Em Jesus Cristo, na verdade, habitou o próprio Espírito divino (cfr. Col. 2, 9) que no princípio do tempo disse : "Que a luz seja. E a luz foi" (Gen. 1, 3); o mesmo Espírito divino que, impresso como selo indelével sobre todas as coisas criadas, é para todas, inanimadas e vivas, o elo que estabelece sua unidade, o gérmen da ordem, o acordo fundamental.
2. A espiritualidade da alma e a filosofia na cultura
Mas antes mesmo de conceber uma idéia explicita da perfeita harmonia de que é fecunda a presença de Cristo no mundo e sua conaturalidade com o homem, poderia o homem perceber em seu próprio espírito, imagem do Espírito de Deus, o elo que une e solda interiormente as coisas umas às outras. Esta feliz síntese foi, com efeito, atingida já pelos antigos filósofos de Atenas e Roma, e, com maior clareza, pelas luzes da filosofia cristã, entre outros por Santo Agostinho e pelo Aquinate. De qualquer modo, a técnica sozinha é insuficiente para reconhecer e desenvolver o gérmen divino de unidade que as coisas ocultam. Há hoje homens de ciência que crêem poder fazer abstração, ao menos por método, desta verdade, isto é, fazer como se o espírito não existisse, nada tivesse a propor, e interdizer-lhe a entrada nos laboratórios e a presença nas pesquisas. Impregnados de materialismo e sensualismo, esperam a solução das questões, unicamente de seus instrumentos e de seus cálculos, da observação atenta dos fatos, da verificação e coordenação exterior dos fenômenos. Outros, é verdade, admitem uma certa conexão, mas lógica, como dizem, à maneira de relações matemáticas, imaginando que a ordem do mundo, ainda que subtraída à égide do espírito, pode apesar de tudo ser obra da ordenação física de cada uma das partes, como numa gigantesca máquina de calcular.

[Registros de uma coleta de dados]
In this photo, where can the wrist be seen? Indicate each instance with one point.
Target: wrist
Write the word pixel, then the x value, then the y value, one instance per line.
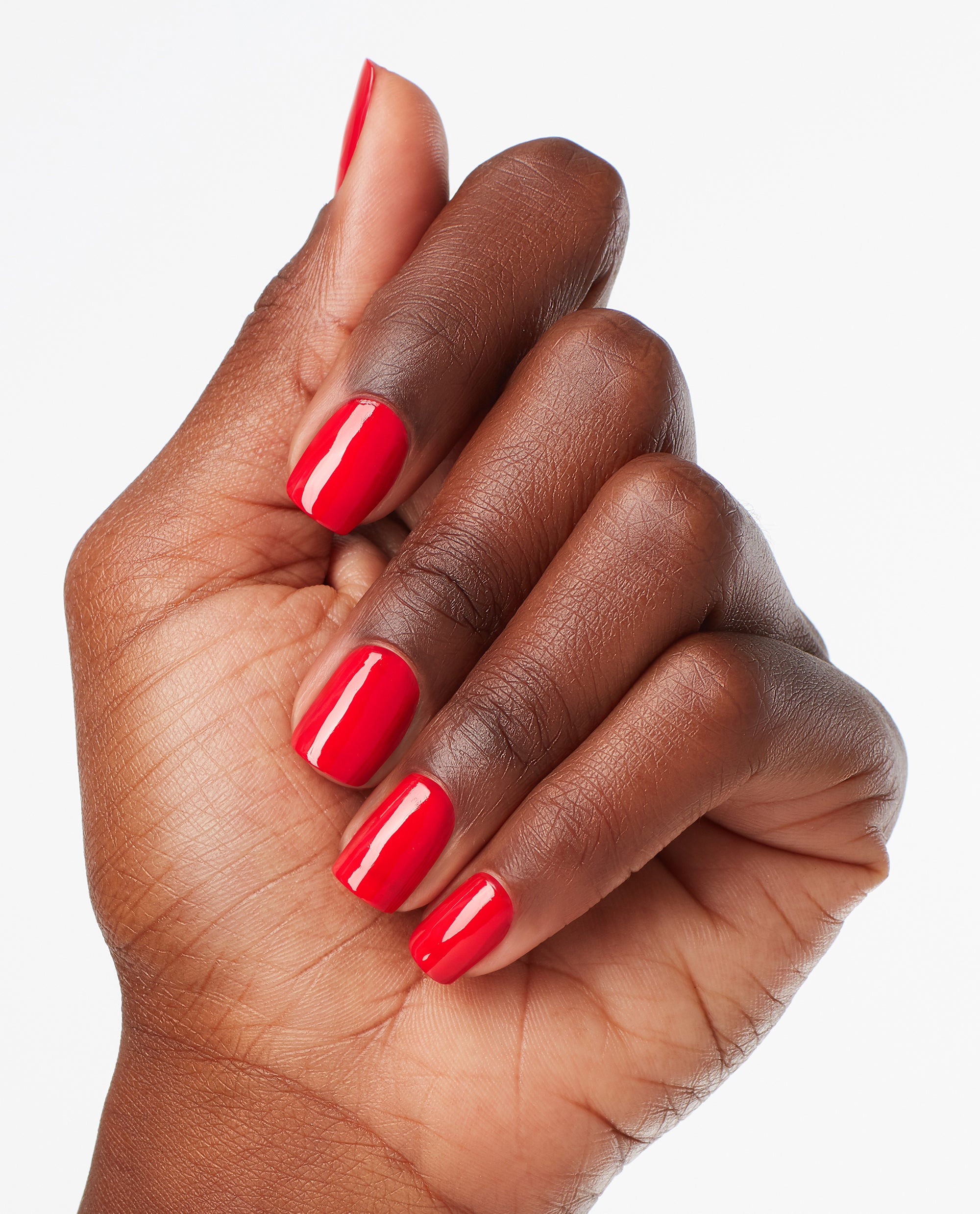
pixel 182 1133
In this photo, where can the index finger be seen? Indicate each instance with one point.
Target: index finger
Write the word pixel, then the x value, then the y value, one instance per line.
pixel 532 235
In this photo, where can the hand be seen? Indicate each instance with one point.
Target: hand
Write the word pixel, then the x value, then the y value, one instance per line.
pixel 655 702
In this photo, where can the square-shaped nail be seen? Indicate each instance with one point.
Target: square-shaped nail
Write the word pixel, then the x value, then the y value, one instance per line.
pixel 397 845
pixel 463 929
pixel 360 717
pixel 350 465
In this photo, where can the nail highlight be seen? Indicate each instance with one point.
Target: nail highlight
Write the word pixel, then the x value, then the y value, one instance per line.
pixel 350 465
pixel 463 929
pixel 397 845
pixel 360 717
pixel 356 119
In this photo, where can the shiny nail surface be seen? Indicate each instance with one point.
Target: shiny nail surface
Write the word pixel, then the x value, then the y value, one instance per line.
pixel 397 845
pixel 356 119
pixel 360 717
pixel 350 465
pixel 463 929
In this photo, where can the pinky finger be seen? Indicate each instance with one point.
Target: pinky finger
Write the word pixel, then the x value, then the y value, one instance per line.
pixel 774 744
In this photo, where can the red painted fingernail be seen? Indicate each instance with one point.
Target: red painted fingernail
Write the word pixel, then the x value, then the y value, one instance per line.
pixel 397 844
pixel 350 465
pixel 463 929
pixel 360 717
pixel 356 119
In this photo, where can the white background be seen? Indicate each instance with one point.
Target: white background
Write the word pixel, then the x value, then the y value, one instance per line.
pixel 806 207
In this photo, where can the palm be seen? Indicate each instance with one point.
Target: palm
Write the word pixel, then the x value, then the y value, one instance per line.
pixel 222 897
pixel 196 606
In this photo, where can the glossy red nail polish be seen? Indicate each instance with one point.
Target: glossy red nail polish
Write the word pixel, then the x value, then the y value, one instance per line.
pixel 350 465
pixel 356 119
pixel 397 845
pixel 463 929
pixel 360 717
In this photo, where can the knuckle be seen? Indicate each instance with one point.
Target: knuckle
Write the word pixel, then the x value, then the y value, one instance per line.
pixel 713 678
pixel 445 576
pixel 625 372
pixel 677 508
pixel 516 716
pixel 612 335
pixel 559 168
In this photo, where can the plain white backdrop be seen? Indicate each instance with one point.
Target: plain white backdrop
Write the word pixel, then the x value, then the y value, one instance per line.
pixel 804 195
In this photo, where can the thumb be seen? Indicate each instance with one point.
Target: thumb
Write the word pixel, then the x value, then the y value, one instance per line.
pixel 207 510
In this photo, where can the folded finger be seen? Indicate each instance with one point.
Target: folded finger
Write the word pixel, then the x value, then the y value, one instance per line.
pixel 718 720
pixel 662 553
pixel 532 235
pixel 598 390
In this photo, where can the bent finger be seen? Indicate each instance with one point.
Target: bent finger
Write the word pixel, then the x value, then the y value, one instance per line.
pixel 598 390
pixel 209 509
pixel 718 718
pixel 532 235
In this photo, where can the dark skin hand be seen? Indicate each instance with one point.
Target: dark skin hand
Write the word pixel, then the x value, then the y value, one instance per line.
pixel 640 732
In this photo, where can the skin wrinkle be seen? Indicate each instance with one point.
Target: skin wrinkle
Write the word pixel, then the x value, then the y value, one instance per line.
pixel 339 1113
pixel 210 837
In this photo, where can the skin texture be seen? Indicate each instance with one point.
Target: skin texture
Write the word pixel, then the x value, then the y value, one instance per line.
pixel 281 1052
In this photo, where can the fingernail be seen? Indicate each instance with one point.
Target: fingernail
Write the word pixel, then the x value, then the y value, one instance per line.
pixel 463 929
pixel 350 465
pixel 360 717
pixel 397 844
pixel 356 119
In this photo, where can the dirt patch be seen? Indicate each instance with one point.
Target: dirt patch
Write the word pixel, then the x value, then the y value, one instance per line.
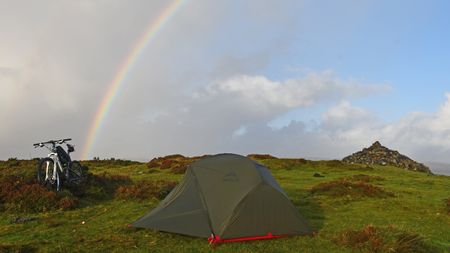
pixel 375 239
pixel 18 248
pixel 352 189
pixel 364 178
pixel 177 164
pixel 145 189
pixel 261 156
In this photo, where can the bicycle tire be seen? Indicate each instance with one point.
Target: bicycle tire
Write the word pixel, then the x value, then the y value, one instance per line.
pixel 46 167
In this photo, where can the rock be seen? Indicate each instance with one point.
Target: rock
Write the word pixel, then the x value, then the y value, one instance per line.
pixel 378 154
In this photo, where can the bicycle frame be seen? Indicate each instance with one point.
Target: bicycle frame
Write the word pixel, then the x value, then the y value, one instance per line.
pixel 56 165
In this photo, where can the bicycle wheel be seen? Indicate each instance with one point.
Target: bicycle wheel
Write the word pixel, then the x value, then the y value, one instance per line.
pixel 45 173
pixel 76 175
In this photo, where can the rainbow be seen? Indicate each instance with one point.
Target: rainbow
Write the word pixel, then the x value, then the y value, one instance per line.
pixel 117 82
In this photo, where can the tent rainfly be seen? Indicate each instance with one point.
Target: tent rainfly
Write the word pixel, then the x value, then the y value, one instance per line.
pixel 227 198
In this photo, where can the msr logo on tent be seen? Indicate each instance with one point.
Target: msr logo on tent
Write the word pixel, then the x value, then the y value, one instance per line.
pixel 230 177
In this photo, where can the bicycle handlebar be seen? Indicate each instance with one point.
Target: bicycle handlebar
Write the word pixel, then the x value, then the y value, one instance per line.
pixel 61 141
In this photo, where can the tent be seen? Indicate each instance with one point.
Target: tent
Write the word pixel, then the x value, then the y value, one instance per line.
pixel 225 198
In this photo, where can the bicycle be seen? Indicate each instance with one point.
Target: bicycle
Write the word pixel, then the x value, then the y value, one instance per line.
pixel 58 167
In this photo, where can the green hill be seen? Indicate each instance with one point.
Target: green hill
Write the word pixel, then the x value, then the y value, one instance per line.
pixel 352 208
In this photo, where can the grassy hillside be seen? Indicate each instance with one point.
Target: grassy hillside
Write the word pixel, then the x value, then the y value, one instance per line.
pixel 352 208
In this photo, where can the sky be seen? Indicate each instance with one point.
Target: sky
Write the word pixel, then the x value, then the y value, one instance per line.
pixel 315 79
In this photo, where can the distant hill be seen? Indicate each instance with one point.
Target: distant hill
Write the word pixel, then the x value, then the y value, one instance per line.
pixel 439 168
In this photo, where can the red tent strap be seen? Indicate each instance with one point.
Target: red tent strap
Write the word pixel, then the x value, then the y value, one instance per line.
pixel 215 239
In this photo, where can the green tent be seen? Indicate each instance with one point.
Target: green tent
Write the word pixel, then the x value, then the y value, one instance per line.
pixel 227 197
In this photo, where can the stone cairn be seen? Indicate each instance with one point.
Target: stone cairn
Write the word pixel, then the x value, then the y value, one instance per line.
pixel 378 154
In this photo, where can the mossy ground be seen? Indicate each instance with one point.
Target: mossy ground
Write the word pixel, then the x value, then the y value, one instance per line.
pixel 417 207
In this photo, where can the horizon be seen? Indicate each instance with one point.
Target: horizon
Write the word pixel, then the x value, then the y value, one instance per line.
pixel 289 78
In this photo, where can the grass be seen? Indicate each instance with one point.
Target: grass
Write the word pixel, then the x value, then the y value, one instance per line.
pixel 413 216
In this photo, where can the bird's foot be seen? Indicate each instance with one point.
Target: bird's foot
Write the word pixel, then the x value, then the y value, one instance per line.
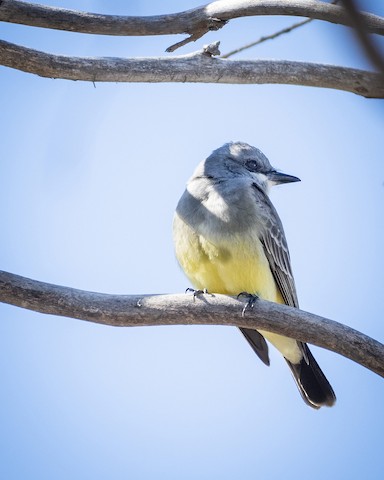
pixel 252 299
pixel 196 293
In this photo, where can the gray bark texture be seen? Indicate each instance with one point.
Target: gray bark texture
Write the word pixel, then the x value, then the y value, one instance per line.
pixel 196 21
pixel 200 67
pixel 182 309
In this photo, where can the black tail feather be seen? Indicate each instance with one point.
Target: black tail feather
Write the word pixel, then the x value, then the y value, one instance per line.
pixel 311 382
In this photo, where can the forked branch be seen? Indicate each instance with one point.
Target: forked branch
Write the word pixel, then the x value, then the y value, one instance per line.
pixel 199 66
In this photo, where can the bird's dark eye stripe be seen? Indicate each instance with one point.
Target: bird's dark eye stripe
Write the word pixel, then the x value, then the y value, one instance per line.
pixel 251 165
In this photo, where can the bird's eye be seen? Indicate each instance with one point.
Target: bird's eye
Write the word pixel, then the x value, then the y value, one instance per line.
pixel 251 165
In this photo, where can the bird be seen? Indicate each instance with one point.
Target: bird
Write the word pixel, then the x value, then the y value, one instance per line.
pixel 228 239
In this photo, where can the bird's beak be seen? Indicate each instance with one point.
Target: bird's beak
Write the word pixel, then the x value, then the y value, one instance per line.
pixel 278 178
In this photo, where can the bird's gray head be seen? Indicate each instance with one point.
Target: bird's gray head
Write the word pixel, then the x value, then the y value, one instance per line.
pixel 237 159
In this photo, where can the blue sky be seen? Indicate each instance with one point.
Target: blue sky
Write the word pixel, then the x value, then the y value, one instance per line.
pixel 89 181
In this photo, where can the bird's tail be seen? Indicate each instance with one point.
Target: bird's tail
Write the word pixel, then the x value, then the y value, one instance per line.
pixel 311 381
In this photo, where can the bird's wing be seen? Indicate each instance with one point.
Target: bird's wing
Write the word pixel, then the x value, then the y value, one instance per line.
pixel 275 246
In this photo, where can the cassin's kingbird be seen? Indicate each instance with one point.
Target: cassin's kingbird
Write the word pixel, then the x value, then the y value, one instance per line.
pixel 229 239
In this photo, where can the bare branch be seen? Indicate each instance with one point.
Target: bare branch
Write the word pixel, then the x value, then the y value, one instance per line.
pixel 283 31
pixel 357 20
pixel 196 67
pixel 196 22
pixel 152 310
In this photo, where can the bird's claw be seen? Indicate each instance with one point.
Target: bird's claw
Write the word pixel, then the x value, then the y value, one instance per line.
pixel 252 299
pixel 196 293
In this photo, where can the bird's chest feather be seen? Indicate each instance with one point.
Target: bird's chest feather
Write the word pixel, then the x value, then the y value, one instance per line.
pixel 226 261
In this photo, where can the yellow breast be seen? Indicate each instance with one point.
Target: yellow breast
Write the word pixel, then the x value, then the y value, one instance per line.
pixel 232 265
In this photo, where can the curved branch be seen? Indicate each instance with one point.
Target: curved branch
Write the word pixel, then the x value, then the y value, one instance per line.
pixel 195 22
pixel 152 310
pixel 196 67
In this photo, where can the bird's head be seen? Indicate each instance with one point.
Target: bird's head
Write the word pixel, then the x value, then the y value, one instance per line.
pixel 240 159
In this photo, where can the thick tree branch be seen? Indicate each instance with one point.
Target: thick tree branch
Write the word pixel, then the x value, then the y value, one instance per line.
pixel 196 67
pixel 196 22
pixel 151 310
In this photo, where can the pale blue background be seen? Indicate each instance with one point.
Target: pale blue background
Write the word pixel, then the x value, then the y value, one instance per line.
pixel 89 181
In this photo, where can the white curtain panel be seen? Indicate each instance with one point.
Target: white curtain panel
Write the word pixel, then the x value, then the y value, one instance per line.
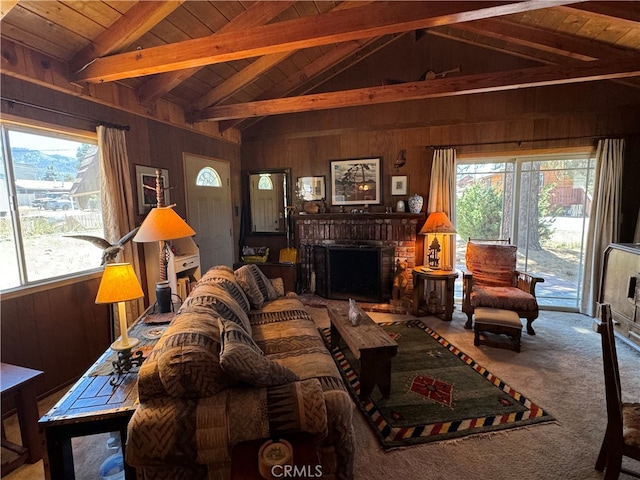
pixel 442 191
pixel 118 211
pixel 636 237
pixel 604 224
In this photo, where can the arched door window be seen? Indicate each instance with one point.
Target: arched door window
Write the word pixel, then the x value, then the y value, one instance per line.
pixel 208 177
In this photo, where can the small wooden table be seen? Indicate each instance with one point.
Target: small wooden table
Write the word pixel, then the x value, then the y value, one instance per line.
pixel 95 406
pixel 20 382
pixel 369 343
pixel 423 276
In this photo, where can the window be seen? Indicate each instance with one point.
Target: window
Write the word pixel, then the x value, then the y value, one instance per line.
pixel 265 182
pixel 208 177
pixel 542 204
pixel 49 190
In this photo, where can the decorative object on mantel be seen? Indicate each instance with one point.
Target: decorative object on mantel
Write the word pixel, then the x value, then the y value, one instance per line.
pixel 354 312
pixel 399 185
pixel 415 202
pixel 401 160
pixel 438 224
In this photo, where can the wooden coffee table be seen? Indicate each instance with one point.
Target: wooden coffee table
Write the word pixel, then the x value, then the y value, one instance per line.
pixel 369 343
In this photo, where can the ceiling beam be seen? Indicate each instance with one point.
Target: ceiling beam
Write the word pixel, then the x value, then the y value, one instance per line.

PROBLEMAS PROPOSTOS.
- 1) Copie do trecho de texto a passagem que começa em "Em Jesus Cristo, na" e termina em "o acordo fundamental.".
- 2) Transforme em uma lista JSON de strings somente as linhas da listagem que começam na linha que contém "In this photo, where can the forked" e terminam na linha que contém "pixel 278 178", ambas incluídas. Use uma string para cada linha e omita as linhas em branco.

SOLUÇÕES COMPLETAS.
- 1)
Em Jesus Cristo, na verdade, habitou o próprio Espírito divino (cfr. Col. 2, 9) que no princípio do tempo disse : "Que a luz seja. E a luz foi" (Gen. 1, 3); o mesmo Espírito divino que, impresso como selo indelével sobre todas as coisas criadas, é para todas, inanimadas e vivas, o elo que estabelece sua unidade, o gérmen da ordem, o acordo fundamental.

- 2)
[
  "In this photo, where can the forked branch be seen? Indicate each instance with one point.",
  "Target: forked branch",
  "Write the word pixel, then the x value, then the y value, one instance per line.",
  "pixel 199 66",
  "In this photo, where can the bird's dark eye stripe be seen? Indicate each instance with one point.",
  "Target: bird's dark eye stripe",
  "Write the word pixel, then the x value, then the y value, one instance per line.",
  "pixel 251 165",
  "In this photo, where can the bird's eye be seen? Indicate each instance with one point.",
  "Target: bird's eye",
  "Write the word pixel, then the x value, then the y value, one instance per line.",
  "pixel 251 165",
  "In this photo, where can the bird be seen? Indicate each instance with one point.",
  "Target: bird",
  "Write the word pixel, then the x value, then the y value, one instance per line.",
  "pixel 228 239",
  "In this photo, where can the bird's beak be seen? Indicate each instance with one point.",
  "Target: bird's beak",
  "Write the word pixel, then the x value, then the y value, one instance per line.",
  "pixel 278 178"
]